**Spatial annotation records:**

--------------------------------

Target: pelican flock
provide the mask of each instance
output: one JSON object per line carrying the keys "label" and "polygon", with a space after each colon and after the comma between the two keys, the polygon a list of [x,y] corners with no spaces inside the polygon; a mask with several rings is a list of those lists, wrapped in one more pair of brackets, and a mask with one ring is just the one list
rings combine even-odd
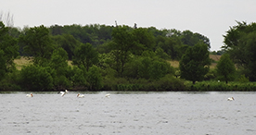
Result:
{"label": "pelican flock", "polygon": [[32,93],[27,94],[26,97],[32,97]]}
{"label": "pelican flock", "polygon": [[61,96],[64,96],[67,92],[69,92],[69,91],[65,90],[65,92],[59,92],[58,93],[60,93]]}
{"label": "pelican flock", "polygon": [[227,98],[227,100],[228,100],[228,101],[233,101],[233,100],[235,100],[235,99],[234,99],[234,97],[229,97],[229,98]]}
{"label": "pelican flock", "polygon": [[110,97],[110,93],[107,93],[106,95],[105,95],[105,97]]}
{"label": "pelican flock", "polygon": [[84,95],[83,95],[83,94],[80,94],[80,93],[78,93],[78,94],[77,94],[77,97],[79,97],[79,98],[83,98],[83,97],[84,97]]}

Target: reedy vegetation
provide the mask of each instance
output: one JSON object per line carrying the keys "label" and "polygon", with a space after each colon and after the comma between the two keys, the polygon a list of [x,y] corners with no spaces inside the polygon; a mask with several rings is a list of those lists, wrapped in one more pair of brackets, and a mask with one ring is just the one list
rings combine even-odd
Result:
{"label": "reedy vegetation", "polygon": [[[190,31],[98,24],[39,26],[21,31],[1,26],[1,91],[197,91],[205,85],[198,88],[200,82],[195,82],[207,80],[223,88],[213,82],[224,73],[209,70],[209,39]],[[18,52],[31,59],[21,69],[13,64]],[[186,56],[188,61],[182,58]],[[170,60],[181,60],[190,70],[173,68]],[[201,74],[194,76],[198,73]],[[248,81],[240,72],[236,75],[234,80]],[[210,89],[212,85],[207,85],[206,90],[215,90]],[[237,86],[234,90],[238,90]]]}

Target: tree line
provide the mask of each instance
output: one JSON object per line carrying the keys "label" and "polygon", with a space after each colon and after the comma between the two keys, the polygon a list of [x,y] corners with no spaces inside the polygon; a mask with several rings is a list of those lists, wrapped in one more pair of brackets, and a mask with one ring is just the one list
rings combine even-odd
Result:
{"label": "tree line", "polygon": [[[210,40],[190,31],[99,24],[21,30],[3,22],[0,30],[1,91],[180,91],[187,80],[227,83],[237,74],[231,45],[224,46],[227,55],[217,68],[210,69]],[[32,63],[18,70],[13,60],[19,56]],[[179,60],[179,68],[168,60]]]}

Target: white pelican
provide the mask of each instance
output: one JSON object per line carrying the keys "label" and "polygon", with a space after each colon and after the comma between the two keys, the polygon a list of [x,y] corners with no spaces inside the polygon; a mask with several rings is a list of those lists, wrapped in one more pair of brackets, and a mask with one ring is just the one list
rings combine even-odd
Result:
{"label": "white pelican", "polygon": [[32,97],[32,93],[31,92],[31,94],[27,94],[26,97]]}
{"label": "white pelican", "polygon": [[106,95],[105,95],[105,97],[110,97],[110,93],[107,93]]}
{"label": "white pelican", "polygon": [[84,95],[83,95],[83,94],[80,94],[80,93],[78,93],[78,94],[77,94],[77,97],[79,97],[79,98],[83,98],[83,97],[84,97]]}
{"label": "white pelican", "polygon": [[227,100],[228,100],[228,101],[233,101],[233,100],[235,100],[235,99],[234,99],[234,97],[229,97],[229,98],[227,98]]}
{"label": "white pelican", "polygon": [[61,96],[64,96],[67,92],[69,92],[69,91],[65,90],[65,92],[59,92],[58,93],[60,93]]}

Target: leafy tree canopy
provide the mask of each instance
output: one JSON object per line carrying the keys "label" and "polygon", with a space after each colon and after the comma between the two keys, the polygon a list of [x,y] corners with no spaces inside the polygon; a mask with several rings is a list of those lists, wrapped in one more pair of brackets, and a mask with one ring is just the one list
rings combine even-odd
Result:
{"label": "leafy tree canopy", "polygon": [[208,45],[199,43],[189,47],[182,56],[179,65],[181,78],[193,81],[193,84],[201,81],[208,73],[210,65]]}

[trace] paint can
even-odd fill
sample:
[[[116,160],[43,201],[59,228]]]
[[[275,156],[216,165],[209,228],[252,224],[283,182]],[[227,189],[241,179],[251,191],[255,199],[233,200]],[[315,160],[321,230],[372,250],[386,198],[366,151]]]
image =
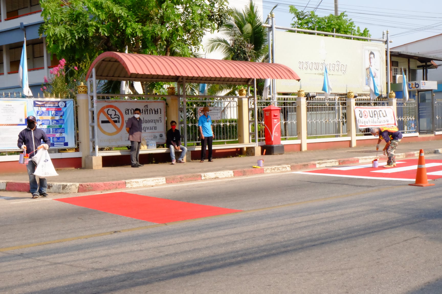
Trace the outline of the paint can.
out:
[[[29,160],[29,155],[27,154],[25,152],[20,153],[19,157],[19,164],[27,164]]]

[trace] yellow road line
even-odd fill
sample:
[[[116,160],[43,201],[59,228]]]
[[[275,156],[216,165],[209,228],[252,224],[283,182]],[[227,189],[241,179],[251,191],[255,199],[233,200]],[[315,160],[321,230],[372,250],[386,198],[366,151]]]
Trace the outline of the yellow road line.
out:
[[[65,238],[64,239],[59,239],[58,240],[54,240],[51,241],[46,241],[45,242],[40,242],[39,243],[34,243],[30,244],[26,244],[25,245],[19,245],[18,246],[13,246],[11,247],[7,247],[4,248],[0,248],[0,252],[4,252],[5,251],[10,251],[13,250],[17,250],[18,249],[23,249],[23,248],[29,248],[30,247],[35,247],[37,246],[41,246],[42,245],[47,245],[48,244],[55,244],[56,243],[62,243],[63,242],[69,242],[69,241],[72,241],[76,240],[80,240],[81,239],[88,239],[88,238],[92,238],[95,237],[101,237],[102,236],[107,236],[108,235],[111,235],[115,233],[126,233],[128,232],[132,232],[136,231],[140,231],[141,230],[147,230],[148,229],[152,229],[154,227],[163,227],[164,226],[170,226],[171,225],[178,224],[179,223],[188,223],[190,222],[196,221],[198,220],[208,220],[210,219],[213,219],[218,217],[221,217],[223,216],[232,216],[236,214],[241,214],[243,213],[249,213],[250,212],[255,212],[260,211],[264,211],[265,210],[270,210],[271,209],[276,209],[280,208],[284,208],[285,207],[289,207],[290,206],[294,206],[296,205],[302,205],[303,204],[307,204],[308,203],[314,203],[315,202],[322,202],[324,201],[328,201],[329,200],[332,200],[334,199],[337,199],[340,198],[346,198],[347,197],[351,197],[352,196],[356,196],[359,195],[362,195],[363,194],[367,194],[368,193],[371,193],[374,192],[379,192],[380,191],[383,191],[385,190],[387,190],[392,189],[396,187],[387,187],[385,188],[382,188],[381,189],[376,189],[373,190],[369,190],[368,191],[366,191],[364,192],[360,192],[355,193],[351,193],[350,194],[346,194],[345,195],[339,195],[337,196],[332,196],[331,197],[326,197],[325,198],[320,198],[316,199],[312,199],[312,200],[306,200],[305,201],[301,201],[297,202],[294,202],[293,203],[288,203],[287,204],[283,204],[280,205],[276,205],[275,206],[270,206],[269,207],[264,207],[263,208],[259,208],[255,209],[250,209],[248,210],[243,210],[243,211],[237,212],[232,212],[231,213],[227,213],[225,214],[221,214],[217,216],[206,216],[205,217],[200,217],[197,219],[193,219],[191,220],[179,220],[176,222],[172,222],[171,223],[157,223],[154,225],[151,225],[150,226],[144,226],[143,227],[136,227],[131,228],[130,229],[126,229],[124,230],[120,230],[119,231],[112,231],[110,232],[105,232],[104,233],[99,233],[97,234],[93,234],[90,235],[84,235],[83,236],[78,236],[77,237],[73,237],[71,238]]]

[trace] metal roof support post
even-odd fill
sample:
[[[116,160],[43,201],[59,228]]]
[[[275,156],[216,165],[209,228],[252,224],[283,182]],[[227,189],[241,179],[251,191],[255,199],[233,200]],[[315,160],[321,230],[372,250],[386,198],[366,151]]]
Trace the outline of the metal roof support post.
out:
[[[186,78],[183,78],[183,86],[181,86],[183,91],[183,120],[184,123],[183,132],[184,135],[184,146],[187,146],[187,101],[186,98]]]
[[[269,24],[270,24],[270,14],[269,14],[267,15],[267,23]],[[269,63],[272,63],[272,46],[271,44],[271,28],[268,28],[267,30],[267,44],[268,44],[269,47]],[[270,87],[270,97],[271,97],[273,95],[273,85],[271,84]],[[256,87],[255,87],[256,89]]]
[[[93,147],[92,146],[92,142],[94,141],[93,138],[92,138],[92,131],[93,129],[92,128],[93,125],[93,122],[92,120],[92,112],[94,111],[94,108],[91,107],[91,82],[92,81],[91,78],[89,78],[88,79],[88,82],[86,83],[88,84],[88,110],[89,112],[89,155],[92,156],[92,152],[93,150]]]
[[[276,63],[275,55],[275,14],[272,12],[272,63]],[[273,104],[276,106],[276,80],[273,79],[272,80],[272,85],[273,86],[273,91],[272,100],[273,100]]]
[[[256,79],[253,79],[253,105],[255,108],[255,142],[258,147],[258,101],[256,100]]]
[[[390,93],[390,39],[389,37],[389,32],[388,30],[387,30],[387,95]],[[382,36],[383,39],[383,36]]]
[[[92,69],[92,88],[93,91],[94,103],[94,141],[95,142],[95,155],[98,156],[98,118],[97,110],[97,82],[95,68]]]

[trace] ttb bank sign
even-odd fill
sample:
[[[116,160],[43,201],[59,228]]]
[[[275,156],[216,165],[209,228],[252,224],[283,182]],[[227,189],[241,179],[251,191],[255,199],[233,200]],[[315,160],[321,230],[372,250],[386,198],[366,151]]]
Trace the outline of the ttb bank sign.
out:
[[[408,82],[408,89],[437,90],[438,82],[436,81],[414,81]]]

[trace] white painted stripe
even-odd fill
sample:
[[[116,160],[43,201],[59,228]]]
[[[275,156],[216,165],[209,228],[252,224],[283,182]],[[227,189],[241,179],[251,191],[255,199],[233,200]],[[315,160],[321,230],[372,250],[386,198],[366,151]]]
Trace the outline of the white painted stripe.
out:
[[[432,167],[439,166],[442,165],[442,163],[438,163],[434,162],[431,164],[428,164],[427,165],[427,167]],[[371,172],[381,172],[384,174],[391,174],[392,172],[397,172],[398,171],[410,171],[412,169],[417,168],[417,165],[410,165],[408,167],[389,167],[385,169],[382,169],[380,171],[372,171]]]
[[[442,171],[431,171],[427,173],[427,175],[442,175]]]
[[[343,177],[344,178],[356,178],[357,179],[373,179],[378,180],[391,180],[392,181],[409,181],[414,182],[414,179],[396,179],[396,178],[380,178],[378,177],[366,177],[359,175],[332,175],[330,174],[319,174],[316,172],[307,172],[306,171],[292,171],[293,174],[303,174],[304,175],[329,175],[332,177]]]
[[[396,164],[403,164],[405,161],[396,161]],[[379,166],[385,165],[387,164],[386,162],[379,162],[378,164]],[[335,168],[329,168],[329,169],[336,170],[337,171],[350,171],[353,169],[358,169],[358,168],[365,168],[366,167],[371,167],[371,164],[361,164],[360,165],[351,165],[347,167],[335,167]]]

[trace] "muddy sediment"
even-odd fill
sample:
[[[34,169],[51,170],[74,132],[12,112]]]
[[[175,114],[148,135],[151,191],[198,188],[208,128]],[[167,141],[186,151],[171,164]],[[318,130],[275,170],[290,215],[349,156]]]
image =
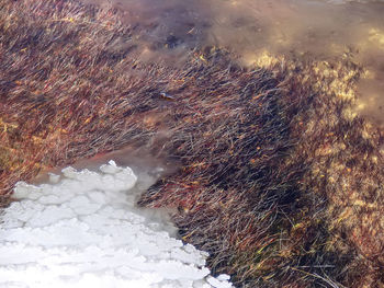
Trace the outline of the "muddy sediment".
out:
[[[182,239],[238,287],[383,287],[384,139],[352,108],[363,70],[349,57],[244,68],[193,45],[173,67],[142,60],[160,48],[126,16],[1,2],[4,199],[41,170],[140,148],[177,169],[139,205],[174,209]]]

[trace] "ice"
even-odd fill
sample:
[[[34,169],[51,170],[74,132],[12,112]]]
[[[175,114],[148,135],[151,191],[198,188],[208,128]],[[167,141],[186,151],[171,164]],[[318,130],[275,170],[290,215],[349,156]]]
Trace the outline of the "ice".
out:
[[[18,183],[0,219],[0,287],[231,287],[205,252],[161,230],[160,214],[134,207],[136,181],[110,161]]]

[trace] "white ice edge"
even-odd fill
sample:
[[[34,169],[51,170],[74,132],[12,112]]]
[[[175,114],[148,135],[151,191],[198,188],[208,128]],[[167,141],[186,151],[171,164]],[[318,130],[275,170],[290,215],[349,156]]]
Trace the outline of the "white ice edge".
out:
[[[18,183],[0,218],[0,287],[233,287],[210,275],[205,252],[137,212],[132,169],[110,161],[49,181]]]

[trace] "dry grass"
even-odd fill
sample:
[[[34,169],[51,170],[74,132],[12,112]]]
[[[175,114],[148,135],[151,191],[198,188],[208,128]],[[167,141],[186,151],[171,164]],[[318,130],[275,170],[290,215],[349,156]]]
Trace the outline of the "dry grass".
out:
[[[41,169],[146,146],[181,165],[139,204],[178,208],[215,273],[239,287],[383,287],[383,136],[351,111],[360,69],[246,70],[211,48],[169,68],[136,60],[139,33],[77,1],[0,1],[2,195]]]

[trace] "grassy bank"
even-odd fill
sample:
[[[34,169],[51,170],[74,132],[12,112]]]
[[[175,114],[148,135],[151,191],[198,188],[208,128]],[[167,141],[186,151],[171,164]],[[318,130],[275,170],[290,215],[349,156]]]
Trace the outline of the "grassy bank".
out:
[[[383,287],[383,135],[351,108],[360,68],[207,47],[137,60],[140,26],[77,1],[0,2],[0,189],[126,146],[180,163],[139,205],[238,287]],[[118,45],[117,45],[118,44]]]

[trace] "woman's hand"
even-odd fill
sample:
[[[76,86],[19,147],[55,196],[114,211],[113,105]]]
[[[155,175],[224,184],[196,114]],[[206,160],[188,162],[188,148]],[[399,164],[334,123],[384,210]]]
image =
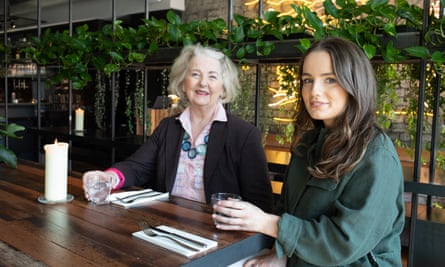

--------------------------------

**Written exercise:**
State how many lines of the listing above contain the word "Target", matching case exactly, and reply with the number alone.

**Correct output:**
5